> **Requirement**:
Please rewrite the paragraph beginning "How to be a great listener?" in the listening text below as a shorter version that keeps its main points.

:: Supplied text

How to be a great listener? Easy. Eliminate the bad kinds of listening. Check out all the of types of listening we employ in our daily lives and choose for your self what you want to do.

1. Ignoring completely:
You: My boyfriend and me had this huge fight today. I think he is gonna break up with me.
Friend (while busy with the phone): Ahan.. Okay. Sounds good. Did you just see Neha’s new Instagram picture. Looks like she is getting all her expenses covered by her new guy. So envious!
Has this ever happened to you?
I’m sure more often than you can possibly count. And that’s totally annoying isn’t it. We all are just waiting just to be heard and paying attention to them is the best gift you can possibly give your friends… and especially your family.
 
2. Listening but thinking about yourself:
Friend: My boyfriend and me had this huge fight today. I think he is gonna break up with me.

::::
:: Listing

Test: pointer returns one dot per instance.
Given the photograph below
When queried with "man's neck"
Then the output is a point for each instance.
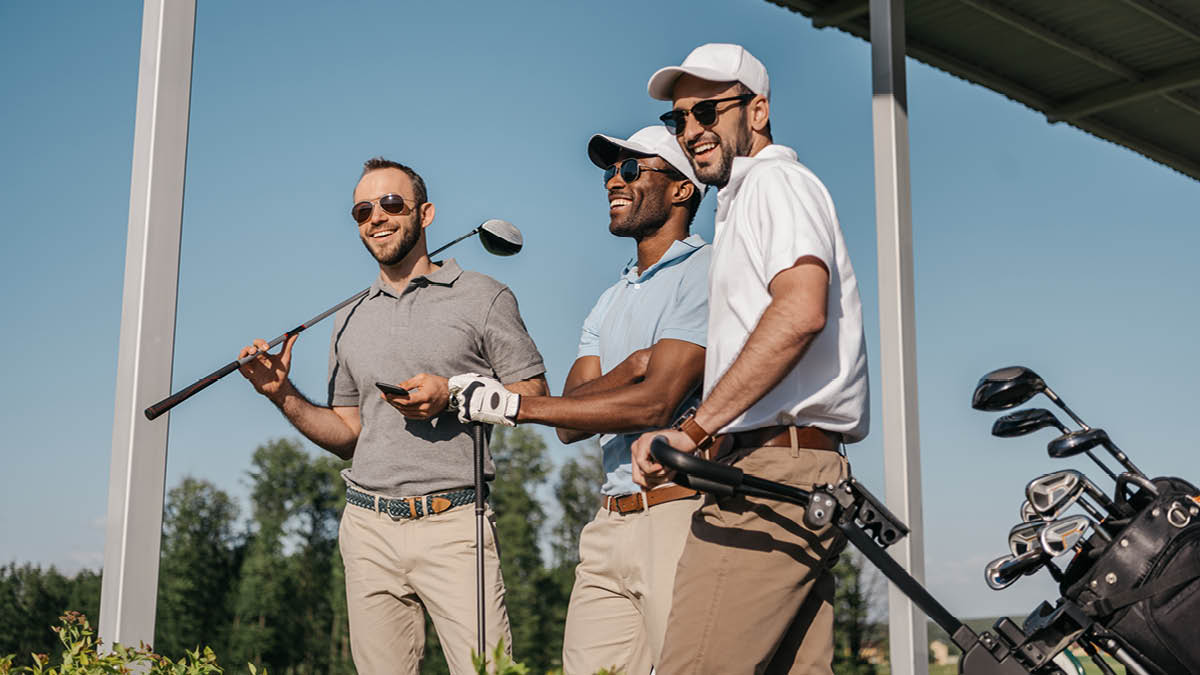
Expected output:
(652, 249)
(415, 263)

::::

> **Written solution**:
To become a great listener, cut out the bad kinds of listening: review the types of listening people use every day and decide for yourself which to practice.